SUPPLIED RECORDS —
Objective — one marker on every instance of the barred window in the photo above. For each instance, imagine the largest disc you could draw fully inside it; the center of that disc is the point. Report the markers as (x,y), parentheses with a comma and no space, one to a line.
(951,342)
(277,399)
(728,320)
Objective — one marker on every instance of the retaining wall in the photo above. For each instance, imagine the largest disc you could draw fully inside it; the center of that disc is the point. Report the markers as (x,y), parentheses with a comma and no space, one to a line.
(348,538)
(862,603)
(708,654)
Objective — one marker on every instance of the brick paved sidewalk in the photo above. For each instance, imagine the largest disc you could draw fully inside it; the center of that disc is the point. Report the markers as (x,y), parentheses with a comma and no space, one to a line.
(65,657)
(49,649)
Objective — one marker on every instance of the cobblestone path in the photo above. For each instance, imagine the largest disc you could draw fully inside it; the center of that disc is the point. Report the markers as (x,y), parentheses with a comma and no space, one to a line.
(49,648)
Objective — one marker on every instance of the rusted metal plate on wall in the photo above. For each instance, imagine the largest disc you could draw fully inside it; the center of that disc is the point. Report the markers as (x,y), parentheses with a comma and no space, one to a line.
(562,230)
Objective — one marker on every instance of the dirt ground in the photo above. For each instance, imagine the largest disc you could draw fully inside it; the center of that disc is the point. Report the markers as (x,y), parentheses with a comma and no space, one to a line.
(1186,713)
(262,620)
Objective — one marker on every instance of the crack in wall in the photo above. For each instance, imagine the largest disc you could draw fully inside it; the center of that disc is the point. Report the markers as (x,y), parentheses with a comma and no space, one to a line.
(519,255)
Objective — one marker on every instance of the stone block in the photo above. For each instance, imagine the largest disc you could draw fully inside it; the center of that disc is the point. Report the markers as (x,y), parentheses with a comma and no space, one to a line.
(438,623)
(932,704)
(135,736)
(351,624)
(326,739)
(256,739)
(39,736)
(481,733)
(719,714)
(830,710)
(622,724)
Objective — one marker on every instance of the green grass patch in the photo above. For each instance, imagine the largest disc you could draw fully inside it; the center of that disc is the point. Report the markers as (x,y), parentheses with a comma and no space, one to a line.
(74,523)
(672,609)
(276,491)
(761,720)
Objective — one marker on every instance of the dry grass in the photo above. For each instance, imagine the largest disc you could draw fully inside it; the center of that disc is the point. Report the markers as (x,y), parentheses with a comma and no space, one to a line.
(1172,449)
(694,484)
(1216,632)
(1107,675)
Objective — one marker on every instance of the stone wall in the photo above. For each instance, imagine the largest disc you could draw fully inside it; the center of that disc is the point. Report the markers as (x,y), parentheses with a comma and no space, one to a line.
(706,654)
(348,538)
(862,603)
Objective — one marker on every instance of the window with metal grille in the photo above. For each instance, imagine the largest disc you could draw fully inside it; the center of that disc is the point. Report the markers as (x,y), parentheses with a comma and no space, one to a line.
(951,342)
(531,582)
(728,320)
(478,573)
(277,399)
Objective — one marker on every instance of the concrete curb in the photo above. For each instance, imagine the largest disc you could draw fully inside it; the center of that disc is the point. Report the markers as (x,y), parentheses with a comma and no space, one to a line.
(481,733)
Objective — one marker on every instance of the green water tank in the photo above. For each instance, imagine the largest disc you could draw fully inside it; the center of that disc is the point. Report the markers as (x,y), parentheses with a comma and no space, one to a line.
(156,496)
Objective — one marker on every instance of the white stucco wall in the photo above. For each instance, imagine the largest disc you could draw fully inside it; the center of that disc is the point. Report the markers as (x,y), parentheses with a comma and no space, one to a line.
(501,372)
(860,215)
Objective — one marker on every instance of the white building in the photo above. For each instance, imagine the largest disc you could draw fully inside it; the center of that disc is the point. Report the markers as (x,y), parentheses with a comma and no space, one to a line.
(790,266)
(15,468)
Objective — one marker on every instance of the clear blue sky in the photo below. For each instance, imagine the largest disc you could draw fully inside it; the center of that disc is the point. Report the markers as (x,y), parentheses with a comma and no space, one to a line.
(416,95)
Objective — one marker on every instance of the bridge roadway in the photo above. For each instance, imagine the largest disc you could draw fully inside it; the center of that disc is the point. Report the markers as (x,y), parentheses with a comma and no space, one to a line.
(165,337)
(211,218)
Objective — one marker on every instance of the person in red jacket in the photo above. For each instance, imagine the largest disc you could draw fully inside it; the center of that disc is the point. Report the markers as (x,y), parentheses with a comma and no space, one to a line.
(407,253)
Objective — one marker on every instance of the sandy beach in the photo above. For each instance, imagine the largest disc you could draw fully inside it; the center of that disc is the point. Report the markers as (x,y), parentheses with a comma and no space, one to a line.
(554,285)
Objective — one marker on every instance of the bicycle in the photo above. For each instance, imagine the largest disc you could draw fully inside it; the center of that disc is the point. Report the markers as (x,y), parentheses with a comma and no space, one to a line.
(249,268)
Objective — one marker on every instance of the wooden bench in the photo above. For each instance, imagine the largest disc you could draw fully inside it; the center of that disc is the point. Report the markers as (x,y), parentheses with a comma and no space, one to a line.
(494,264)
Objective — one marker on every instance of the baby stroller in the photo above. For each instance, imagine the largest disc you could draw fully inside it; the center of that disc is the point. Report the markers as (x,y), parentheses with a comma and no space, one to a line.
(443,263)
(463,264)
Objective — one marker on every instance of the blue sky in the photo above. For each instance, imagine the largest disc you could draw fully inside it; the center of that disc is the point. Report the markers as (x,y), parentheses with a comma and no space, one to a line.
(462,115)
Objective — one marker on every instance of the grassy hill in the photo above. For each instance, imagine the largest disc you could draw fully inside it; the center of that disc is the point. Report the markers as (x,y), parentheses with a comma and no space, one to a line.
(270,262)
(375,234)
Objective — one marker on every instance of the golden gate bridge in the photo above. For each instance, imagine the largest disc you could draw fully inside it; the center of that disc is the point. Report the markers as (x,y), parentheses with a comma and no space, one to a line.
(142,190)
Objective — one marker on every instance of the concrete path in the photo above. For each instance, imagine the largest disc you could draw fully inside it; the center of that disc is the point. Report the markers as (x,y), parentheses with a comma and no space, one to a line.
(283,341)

PROBLEM REQUIREMENTS —
Please copy all of the records above word for word, with no changes.

RESPONSE TO THE EXERCISE —
Objective — one marker on every instance of the barred window in the photo above. For each instance, imagine the largest disc you could draw fully inside it; the center of that disc is the point. Report the markers as (x,y), parentheses with a comma and no space, one to a line.
(951,342)
(277,399)
(728,320)
Objective — one marker on every instance of the retaining wall in the photo above. For each instance, imagine the largest disc you could draw fully inside it; the center of that disc is the point. Report the markers as (x,y), parentheses with a comma and no space, one to a line.
(348,538)
(862,603)
(708,654)
Objective — one marker on every instance of the brick paved sidewalk in the photo above. For each instance, imagine the largest disc you could draw fully inside it; the center of that disc is the point. Report the markers as (x,y), parentheses with a comma and no space, one to a line.
(65,657)
(49,649)
Objective — one marker on every instance of the cobblestone path in the photo above. For each instance, imagine the largest disc you could draw fully inside it; the center of that disc is the point. Report the markers as (x,y), parentheses with a comma and no space, one to a line.
(49,648)
Objective — one marker on every instance of the rusted metal plate on wall in the photo above. For each instance, imagine the largest disc you could draw fully inside it; the center of that disc is the point. Report the markers as (x,y), parentheses with a comma and no space, one to a line.
(562,230)
Objective — one marker on every instance of the dirt ground in the photo above. For each instance, imagine the largest disc you could draw fully inside it; the center of that disc is the point. Report the markers as (x,y), parentheses with a comma and no space, one to a line.
(1186,713)
(262,620)
Objective — one marker on every instance of the crack in wall in the photo above. For each instance, imagine the largest disc you could draw fully inside it; the center of that disc is the point. Report the markers as (x,y), parentheses with a comma and no space, one to a line.
(519,255)
Objective — one marker on every instance of the stone block in the photo above. For each instance, imagine the largest disc you could draw fully inside it; the center of that disc is the point. Report the markers as (x,y), parentheses with a comma and no space, one to a line.
(438,623)
(932,704)
(135,736)
(351,624)
(326,739)
(256,739)
(39,736)
(481,733)
(719,714)
(830,710)
(622,724)
Objective — one marker on every instance of the green grass patch in the photo above. For each instance, imagine the largest disc you could draw fully inside it; the center of that disc is the point. Report the markers as (x,y), parentheses with a comma and no space, one to a line.
(74,523)
(672,609)
(276,491)
(761,720)
Objective — one marker on every instance of the dry grass in the photo above. For each instance, imagine the largest disc you could draw fully inside it; the center of that disc is the point. Report the markers as (x,y), parentheses with a comma and no space, one to a line.
(1172,449)
(694,484)
(1216,632)
(1107,675)
Objective — one marker on every instance of the stone wall in the photo above. For each instance, imagine the largest disc you could draw fully inside it; the center of that disc is the point. Report the markers as (x,y), parentheses with a comma and no space, one to a line.
(706,654)
(348,538)
(862,603)
Objective — one marker on every instance of the window with metal grille in the photo above. For each instance, imagine the largest disc you could draw fully inside it; the center of that disc is the point. Report the markers as (x,y), parentheses with a comma and no space, one to a line.
(951,342)
(531,582)
(728,320)
(478,573)
(277,399)
Objective — one marker on every instance of the concrete curb in the photo above. For each instance, imagine the largest disc you could draw fully inside it; the center of that disc is the point. Report the markers as (x,y), parentheses with a comma and no space, one to a line.
(481,733)
Objective — one marker on every instance of the green water tank in the photo above. For each instance, imagine the largest disc you could draw fully inside it; the center of that disc is the point. Report the markers as (x,y), parentheses with a comma and no space, one to a line.
(156,496)
Objective — one marker on every instance of the white stucco wall in the photo above. For each instance, imagine the largest disc you could draw fully inside it; the center of that disc is the point. Report the markers as (x,y), parentheses with a comma and no space, one to a line.
(501,372)
(860,215)
Objective — one marker on every instance of the white building in the photo above. For each instance, imagine the largest disc you could draw fully inside it; the center of that disc is the point. Report the markers as (x,y), parentheses with a comma and no space, one to a line.
(790,266)
(15,468)
Objective — one marker on every instance of the clear blue sky in the photo below. For each instance, imagine the largest disc you could draw fully inside it; the center of that disc is the point. Report the markers as (x,y), parentheses with a comma and no space, one to a line.
(416,95)
Objective — one marker on every instance of the bridge roadway in the photo above. For each instance, imagine the largest disc you could draw fully inside it; the center of that disc is the point. Report the markers as (x,y), parentheses with a comma and no space, one to a line.
(165,337)
(211,218)
Objective — one marker on every instance of the person in red jacket in the photo above. For each instance, imagine the largest disc you could draw fully inside it; the center of that disc is the point. Report the markers as (x,y), parentheses with a comma and no space, one to a line.
(407,253)
Objective — one marker on every instance of the sandy beach in the photo above. For each instance, imagine the largest disc you could draw fully inside it; the center of that disc is the point. Report the markers as (x,y), parentheses with a comma and no space, one to a line.
(554,285)
Objective — one marker on every instance of the bicycle in the photo above. For each instance, imagine the largest disc you could draw fully inside it; the center of that disc is the point. Report the markers as (x,y), parentheses with a comma and no space, one to a line.
(249,268)
Objective — one marker on every instance of the wooden bench in the photo above. For each instance, imagine the largest disc you could draw fully inside it; the center of that disc is the point. Report the markers as (x,y), parentheses with a comma and no space, one to a line.
(494,264)
Objective — one marker on every instance of the baby stroller in the photo above. For each instance, imagine the largest disc you could draw fully inside it; the center of that disc is the point. Report the markers as (x,y), parentheses with a comma and no space, one to a line.
(443,263)
(463,264)
Objective — one marker on every instance of the blue sky in the photo above. For each instance, imagine the largest disc you could draw fully inside it; the center of that disc is the point. Report the markers as (x,y), parentheses with a comma and no space, one to a line.
(462,115)
Objective — one marker on every instance of the grassy hill in the photo above. For each instance, imagine the largest disc you could draw fully inside it; the center of that disc is the point. Report the markers as (x,y), parentheses with a comma and no space, one to a line.
(270,262)
(375,234)
Objective — one marker on every instance of the golden gate bridge in the photo above. For each instance, imagine the largest disc you could draw fully inside it; the center of that disc is the point. Report the markers as (x,y), parentheses with a comma and no space, one to a line.
(142,190)
Objective — one marker on every instance of the concrete path in the photo above. For each instance, imagine the largest disc you could draw fully inside it; the center of that disc is the point. Report the markers as (x,y), parentheses with a comma and no space, one to a line.
(283,341)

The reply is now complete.